Dataset content section start
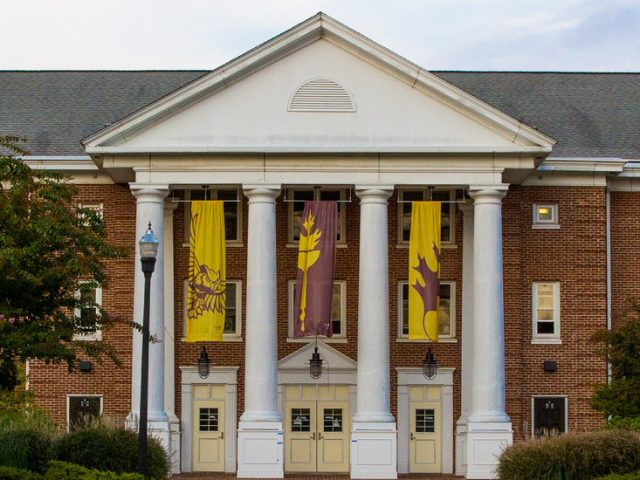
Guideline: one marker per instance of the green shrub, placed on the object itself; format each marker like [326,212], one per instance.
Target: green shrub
[110,449]
[68,471]
[573,456]
[12,473]
[624,423]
Dataset content section end
A word-for-word copy of the data, without its pictures, is what is needed.

*Result of this exercise*.
Guideline: one marker per instance of the green shrub, placed on the object itself; format each marker like [326,212], one per instance.
Target: green shrub
[110,449]
[68,471]
[573,456]
[12,473]
[624,423]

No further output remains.